### Goal
Arrange all of the items below as a numbered list, leaving out any blank lines.

Stored data entries:
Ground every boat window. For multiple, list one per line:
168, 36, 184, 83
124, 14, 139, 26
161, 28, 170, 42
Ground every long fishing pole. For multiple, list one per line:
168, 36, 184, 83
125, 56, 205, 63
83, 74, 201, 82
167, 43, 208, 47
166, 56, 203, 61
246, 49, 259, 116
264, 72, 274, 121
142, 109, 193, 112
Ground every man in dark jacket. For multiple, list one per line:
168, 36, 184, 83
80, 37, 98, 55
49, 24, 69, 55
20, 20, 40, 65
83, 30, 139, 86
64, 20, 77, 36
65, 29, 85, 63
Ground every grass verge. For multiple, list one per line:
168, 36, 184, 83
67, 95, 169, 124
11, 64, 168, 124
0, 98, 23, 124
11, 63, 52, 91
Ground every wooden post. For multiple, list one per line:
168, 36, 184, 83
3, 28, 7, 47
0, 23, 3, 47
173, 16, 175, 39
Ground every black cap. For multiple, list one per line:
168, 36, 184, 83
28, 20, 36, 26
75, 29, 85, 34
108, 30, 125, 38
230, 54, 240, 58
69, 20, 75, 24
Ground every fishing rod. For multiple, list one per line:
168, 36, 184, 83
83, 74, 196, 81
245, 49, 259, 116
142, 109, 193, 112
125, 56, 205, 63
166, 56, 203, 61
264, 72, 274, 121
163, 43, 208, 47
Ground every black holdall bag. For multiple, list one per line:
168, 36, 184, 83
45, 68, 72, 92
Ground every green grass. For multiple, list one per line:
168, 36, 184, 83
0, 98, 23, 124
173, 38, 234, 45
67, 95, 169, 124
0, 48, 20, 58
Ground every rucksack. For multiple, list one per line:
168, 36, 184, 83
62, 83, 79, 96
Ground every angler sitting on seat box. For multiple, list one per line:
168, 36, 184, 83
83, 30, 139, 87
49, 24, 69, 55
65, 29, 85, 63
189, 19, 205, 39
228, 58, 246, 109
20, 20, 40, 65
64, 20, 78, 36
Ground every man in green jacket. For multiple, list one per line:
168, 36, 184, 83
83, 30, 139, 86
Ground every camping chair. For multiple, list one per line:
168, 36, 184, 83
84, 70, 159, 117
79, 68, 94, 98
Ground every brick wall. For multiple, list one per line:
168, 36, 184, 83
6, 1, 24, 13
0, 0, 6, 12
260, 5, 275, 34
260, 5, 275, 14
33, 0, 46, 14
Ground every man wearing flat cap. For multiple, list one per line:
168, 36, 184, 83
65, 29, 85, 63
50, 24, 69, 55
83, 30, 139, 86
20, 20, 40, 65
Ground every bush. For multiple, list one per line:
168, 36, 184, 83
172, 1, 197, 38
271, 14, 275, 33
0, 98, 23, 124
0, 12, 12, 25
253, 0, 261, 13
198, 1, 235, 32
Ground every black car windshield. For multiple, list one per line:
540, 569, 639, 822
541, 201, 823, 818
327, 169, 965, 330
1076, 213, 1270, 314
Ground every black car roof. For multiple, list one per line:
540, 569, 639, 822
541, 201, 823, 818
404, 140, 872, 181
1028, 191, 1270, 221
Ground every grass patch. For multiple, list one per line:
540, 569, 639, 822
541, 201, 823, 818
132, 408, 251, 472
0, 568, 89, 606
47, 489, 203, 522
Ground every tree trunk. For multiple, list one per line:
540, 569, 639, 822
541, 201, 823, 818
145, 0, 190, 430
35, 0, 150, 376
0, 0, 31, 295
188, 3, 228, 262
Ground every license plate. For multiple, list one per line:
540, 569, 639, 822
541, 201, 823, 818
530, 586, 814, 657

### Answer to this task
1. Ground every boat window. For multiple, list one per line:
2. 168, 36, 184, 83
3. 124, 14, 139, 26
4. 161, 28, 170, 42
5. Ground every long fishing pole. For multiple, list one per line:
6. 168, 36, 184, 83
7. 125, 56, 205, 63
8. 83, 74, 201, 82
9. 167, 43, 208, 47
10. 166, 56, 203, 61
11. 246, 49, 259, 116
12. 264, 72, 274, 121
13. 142, 109, 193, 112
14. Ground every man in dark jacket. For multiple, list one per line:
15. 168, 36, 184, 83
16. 80, 37, 98, 55
17. 49, 24, 69, 55
18. 20, 20, 40, 65
19. 83, 30, 139, 86
20. 64, 20, 77, 36
21. 65, 29, 85, 63
22. Ground every grass verge. For multiple, list one per line:
23. 168, 36, 184, 83
24. 67, 95, 169, 124
25. 11, 64, 168, 124
26. 0, 98, 23, 124
27. 11, 63, 52, 91
28. Ground every wooden post. For multiple, list one per line:
29. 168, 36, 184, 83
30. 3, 28, 7, 47
31. 0, 23, 3, 47
32. 173, 16, 175, 39
33. Ground every black cap. For multiple, list one per line:
34. 168, 36, 184, 83
35. 28, 20, 36, 26
36. 75, 29, 85, 34
37. 108, 30, 125, 38
38. 230, 54, 240, 58
39. 69, 20, 75, 24
40. Ground every fishing rod. For multiple, list one per line:
41. 168, 36, 184, 83
42. 83, 74, 196, 81
43. 245, 49, 259, 116
44. 142, 109, 193, 112
45. 125, 56, 205, 63
46. 166, 56, 203, 61
47. 264, 72, 274, 121
48. 163, 43, 208, 47
49. Ground every black holdall bag. For multiple, list one per line:
50. 168, 36, 184, 83
51. 45, 68, 72, 92
52. Ground every green grass. For multiple, list one per line:
53. 168, 36, 184, 83
54. 0, 98, 23, 124
55. 173, 38, 234, 45
56. 67, 95, 169, 124
57. 0, 48, 20, 58
58. Ground every rucksack. For multiple, list one per line:
59. 168, 36, 184, 83
60. 62, 83, 79, 96
61. Ground every angler sitting on seat box. For multiple, list one per line:
62. 168, 36, 184, 83
63. 83, 30, 139, 87
64. 49, 24, 69, 55
65. 65, 29, 85, 63
66. 189, 19, 205, 39
67. 228, 58, 246, 109
68. 20, 20, 40, 65
69. 64, 20, 78, 36
70. Ground every man in green jacket. For multiple, list one per line:
71. 168, 36, 184, 83
72. 83, 30, 139, 86
73. Ground every camping chair. For multiple, list one per line:
74. 168, 36, 184, 83
75. 84, 70, 159, 117
76. 79, 68, 94, 98
77. Ground every brick wall. For multiple, list one per line:
78. 168, 36, 184, 83
79. 6, 1, 24, 13
80. 0, 0, 6, 12
81. 260, 5, 275, 34
82. 260, 5, 275, 14
83. 33, 0, 46, 14
84. Ground every man wearing flat cap. For multiple, list one per line:
85. 168, 36, 184, 83
86. 65, 29, 85, 63
87. 50, 24, 69, 55
88. 83, 30, 139, 86
89. 20, 20, 40, 65
90. Ground every bush. For multiple, list one per line:
91. 168, 36, 184, 83
92. 172, 1, 197, 38
93. 271, 14, 275, 33
94. 0, 98, 23, 124
95. 0, 12, 12, 25
96. 253, 0, 261, 13
97. 198, 1, 235, 32
98. Ground every black car windshield. For multiple, list one per line:
99. 540, 569, 639, 822
100. 541, 201, 823, 818
101. 327, 169, 965, 330
102. 1076, 213, 1270, 314
103. Ground every black car roof. For multiple, list one per line:
104. 540, 569, 639, 822
105. 541, 201, 823, 818
106. 404, 140, 872, 181
107. 1028, 191, 1270, 221
108. Ground every grass patch. For multiple, list one per line:
109. 540, 569, 639, 822
110. 541, 201, 823, 818
111. 132, 408, 251, 472
112. 0, 568, 89, 606
113. 47, 489, 203, 522
114. Ground every tree trunk. For multiple, list one per line:
115. 540, 569, 639, 822
116. 541, 201, 823, 818
117. 145, 0, 190, 430
118. 35, 0, 150, 376
119. 0, 0, 31, 295
120. 188, 3, 228, 262
121. Ground every license plate. For multiple, list one per line:
122. 540, 569, 639, 822
123. 541, 201, 823, 818
124. 530, 586, 814, 657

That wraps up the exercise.